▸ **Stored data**

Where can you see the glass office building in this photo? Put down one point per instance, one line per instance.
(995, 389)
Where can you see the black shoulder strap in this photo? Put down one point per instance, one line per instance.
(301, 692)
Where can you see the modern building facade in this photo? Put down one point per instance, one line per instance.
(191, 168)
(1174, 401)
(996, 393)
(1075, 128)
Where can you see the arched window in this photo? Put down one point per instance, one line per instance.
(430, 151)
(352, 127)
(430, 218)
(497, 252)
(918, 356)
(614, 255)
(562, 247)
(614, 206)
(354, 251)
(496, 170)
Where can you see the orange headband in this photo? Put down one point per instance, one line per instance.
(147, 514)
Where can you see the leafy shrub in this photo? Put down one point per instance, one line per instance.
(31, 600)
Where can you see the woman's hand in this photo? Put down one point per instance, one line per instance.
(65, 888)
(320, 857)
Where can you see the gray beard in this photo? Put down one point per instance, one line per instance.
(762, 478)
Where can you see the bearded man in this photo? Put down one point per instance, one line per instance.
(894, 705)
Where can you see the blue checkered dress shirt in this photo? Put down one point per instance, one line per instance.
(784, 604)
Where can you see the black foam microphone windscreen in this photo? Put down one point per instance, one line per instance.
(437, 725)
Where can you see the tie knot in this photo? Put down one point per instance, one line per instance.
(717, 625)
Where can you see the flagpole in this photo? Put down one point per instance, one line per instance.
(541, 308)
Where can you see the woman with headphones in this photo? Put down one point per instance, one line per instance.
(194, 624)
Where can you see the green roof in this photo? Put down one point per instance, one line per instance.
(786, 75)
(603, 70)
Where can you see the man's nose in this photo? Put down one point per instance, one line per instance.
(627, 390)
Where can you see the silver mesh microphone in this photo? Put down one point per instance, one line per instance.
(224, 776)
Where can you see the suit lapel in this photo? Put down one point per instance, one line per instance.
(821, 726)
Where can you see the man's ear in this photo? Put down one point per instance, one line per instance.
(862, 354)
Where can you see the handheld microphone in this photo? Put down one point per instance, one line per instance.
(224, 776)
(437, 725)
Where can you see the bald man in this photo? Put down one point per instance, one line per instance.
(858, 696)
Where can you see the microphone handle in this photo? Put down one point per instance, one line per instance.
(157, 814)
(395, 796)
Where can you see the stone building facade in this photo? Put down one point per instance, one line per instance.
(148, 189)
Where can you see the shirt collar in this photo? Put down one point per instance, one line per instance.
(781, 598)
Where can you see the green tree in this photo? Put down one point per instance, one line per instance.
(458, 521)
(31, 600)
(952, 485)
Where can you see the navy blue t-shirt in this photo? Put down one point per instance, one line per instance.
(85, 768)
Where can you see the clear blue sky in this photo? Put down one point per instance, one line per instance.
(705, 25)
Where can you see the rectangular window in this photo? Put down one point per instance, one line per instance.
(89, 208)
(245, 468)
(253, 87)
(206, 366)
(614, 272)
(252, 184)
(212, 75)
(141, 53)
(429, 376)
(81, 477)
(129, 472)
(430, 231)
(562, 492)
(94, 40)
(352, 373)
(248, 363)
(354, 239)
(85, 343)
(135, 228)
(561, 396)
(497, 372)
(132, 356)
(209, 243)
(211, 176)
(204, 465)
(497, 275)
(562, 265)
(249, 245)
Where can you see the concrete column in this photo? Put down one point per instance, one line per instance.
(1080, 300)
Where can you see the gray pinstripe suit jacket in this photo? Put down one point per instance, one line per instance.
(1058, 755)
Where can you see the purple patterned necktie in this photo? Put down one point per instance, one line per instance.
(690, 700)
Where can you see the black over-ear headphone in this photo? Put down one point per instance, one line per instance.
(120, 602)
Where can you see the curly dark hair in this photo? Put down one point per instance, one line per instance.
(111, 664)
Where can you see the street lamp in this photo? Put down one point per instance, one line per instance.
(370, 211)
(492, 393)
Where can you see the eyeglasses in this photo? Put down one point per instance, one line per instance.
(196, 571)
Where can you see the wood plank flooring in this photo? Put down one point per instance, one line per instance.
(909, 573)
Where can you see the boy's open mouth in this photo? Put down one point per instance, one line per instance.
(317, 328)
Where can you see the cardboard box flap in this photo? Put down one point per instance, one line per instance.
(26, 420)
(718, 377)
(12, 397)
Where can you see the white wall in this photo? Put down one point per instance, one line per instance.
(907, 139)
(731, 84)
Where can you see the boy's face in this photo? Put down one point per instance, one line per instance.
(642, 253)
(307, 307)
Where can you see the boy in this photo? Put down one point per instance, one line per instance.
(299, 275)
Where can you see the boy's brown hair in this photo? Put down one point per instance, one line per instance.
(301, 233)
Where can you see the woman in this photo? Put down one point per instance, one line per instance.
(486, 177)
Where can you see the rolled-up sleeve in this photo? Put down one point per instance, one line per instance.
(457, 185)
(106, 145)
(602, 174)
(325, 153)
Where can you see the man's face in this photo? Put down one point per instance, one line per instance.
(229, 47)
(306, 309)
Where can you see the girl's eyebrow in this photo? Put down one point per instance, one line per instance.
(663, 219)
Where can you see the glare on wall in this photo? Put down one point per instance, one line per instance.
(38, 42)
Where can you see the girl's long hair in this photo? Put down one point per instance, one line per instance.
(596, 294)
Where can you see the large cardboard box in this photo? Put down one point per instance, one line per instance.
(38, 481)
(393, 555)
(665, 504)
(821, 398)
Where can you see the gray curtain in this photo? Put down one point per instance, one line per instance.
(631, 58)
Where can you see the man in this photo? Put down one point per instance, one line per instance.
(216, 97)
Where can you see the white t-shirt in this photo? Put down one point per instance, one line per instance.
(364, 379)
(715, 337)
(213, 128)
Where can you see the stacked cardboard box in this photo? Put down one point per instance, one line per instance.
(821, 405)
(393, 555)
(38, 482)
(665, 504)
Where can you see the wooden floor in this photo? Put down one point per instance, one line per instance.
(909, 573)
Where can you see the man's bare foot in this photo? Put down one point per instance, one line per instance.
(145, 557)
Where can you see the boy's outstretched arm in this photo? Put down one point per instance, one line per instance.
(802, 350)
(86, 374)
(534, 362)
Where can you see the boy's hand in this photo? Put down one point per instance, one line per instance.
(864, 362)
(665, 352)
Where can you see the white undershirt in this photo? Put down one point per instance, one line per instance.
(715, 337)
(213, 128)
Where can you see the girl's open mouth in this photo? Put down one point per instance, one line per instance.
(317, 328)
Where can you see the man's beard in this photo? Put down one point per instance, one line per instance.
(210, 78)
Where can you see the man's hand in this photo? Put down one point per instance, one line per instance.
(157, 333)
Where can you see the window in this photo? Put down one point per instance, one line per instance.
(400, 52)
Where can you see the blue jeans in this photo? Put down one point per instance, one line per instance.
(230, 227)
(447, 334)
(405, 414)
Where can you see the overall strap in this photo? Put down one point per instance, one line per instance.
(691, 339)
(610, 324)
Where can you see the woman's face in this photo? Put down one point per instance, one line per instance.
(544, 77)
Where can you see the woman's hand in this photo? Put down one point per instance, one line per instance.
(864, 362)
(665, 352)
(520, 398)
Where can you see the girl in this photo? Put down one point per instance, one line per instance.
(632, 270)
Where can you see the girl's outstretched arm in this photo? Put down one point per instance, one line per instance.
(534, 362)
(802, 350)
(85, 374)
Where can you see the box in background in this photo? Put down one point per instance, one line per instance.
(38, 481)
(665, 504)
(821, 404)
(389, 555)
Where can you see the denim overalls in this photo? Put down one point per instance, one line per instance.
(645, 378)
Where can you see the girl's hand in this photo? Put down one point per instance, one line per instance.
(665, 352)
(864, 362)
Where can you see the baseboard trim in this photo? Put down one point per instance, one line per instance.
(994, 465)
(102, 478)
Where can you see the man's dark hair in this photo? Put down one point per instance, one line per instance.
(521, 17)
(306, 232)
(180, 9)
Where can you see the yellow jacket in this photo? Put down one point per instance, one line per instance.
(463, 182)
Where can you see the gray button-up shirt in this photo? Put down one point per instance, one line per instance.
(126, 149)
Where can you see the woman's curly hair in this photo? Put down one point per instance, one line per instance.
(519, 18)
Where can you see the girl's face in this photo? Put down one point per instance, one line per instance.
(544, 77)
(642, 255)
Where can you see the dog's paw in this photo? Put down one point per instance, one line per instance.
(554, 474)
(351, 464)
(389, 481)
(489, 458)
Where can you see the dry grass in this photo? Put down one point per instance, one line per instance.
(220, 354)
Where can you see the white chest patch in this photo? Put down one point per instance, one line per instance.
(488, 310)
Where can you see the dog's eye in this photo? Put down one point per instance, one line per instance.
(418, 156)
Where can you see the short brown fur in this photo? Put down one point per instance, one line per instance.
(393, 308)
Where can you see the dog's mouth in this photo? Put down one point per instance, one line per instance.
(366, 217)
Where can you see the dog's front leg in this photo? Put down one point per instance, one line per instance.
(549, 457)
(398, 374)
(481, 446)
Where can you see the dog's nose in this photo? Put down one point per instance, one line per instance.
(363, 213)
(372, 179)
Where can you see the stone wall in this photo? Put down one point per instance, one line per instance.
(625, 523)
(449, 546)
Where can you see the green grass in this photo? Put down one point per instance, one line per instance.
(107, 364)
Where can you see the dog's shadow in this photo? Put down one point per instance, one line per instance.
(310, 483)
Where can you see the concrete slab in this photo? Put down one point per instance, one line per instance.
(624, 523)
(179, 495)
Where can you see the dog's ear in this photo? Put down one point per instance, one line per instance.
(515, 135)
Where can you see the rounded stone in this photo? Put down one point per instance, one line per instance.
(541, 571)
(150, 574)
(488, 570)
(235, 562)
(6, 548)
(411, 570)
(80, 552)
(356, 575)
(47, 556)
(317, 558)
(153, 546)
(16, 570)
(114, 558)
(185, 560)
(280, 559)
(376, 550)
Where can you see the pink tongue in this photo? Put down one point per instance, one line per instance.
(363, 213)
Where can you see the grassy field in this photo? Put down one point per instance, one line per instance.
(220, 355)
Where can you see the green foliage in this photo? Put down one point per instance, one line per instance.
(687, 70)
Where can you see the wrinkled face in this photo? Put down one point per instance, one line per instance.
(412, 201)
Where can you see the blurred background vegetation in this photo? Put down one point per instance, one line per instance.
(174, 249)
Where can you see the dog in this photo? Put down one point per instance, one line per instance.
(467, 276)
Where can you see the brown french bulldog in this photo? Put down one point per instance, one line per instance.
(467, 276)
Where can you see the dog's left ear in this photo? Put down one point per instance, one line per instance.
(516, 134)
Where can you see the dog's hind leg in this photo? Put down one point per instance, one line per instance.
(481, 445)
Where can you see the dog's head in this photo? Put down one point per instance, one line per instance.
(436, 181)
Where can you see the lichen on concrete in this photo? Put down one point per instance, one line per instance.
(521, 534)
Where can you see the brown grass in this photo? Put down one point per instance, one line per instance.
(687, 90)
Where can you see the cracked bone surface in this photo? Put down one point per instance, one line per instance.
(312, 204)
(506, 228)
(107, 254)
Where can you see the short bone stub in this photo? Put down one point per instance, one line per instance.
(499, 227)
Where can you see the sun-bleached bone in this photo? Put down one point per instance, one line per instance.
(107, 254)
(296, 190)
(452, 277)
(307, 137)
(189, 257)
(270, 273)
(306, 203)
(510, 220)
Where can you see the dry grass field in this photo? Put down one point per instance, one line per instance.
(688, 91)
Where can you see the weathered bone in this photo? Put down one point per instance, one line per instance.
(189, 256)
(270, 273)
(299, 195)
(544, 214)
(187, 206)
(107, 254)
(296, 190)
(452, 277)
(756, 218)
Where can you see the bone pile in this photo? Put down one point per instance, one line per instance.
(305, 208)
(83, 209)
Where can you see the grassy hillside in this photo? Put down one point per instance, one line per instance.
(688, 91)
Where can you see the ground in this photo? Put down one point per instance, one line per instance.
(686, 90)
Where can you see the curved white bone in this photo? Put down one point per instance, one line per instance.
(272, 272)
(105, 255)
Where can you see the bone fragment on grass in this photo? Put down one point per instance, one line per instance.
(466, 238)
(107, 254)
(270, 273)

▸ **EXERCISE OBJECTIVE**
Reproduce the items from the line containing "Where can you see the curved" through the last item, inclusive, replacing "bone" with "fossil" and changing nothing else.

▸ **EXERCISE RESULT**
Where can you see the curved white fossil in this photo? Put down one point per instance, one line per instance.
(272, 272)
(105, 255)
Where can you see the fossil fragment on grass in this photo? Put down one point per instance, one line per instance.
(466, 238)
(107, 254)
(270, 273)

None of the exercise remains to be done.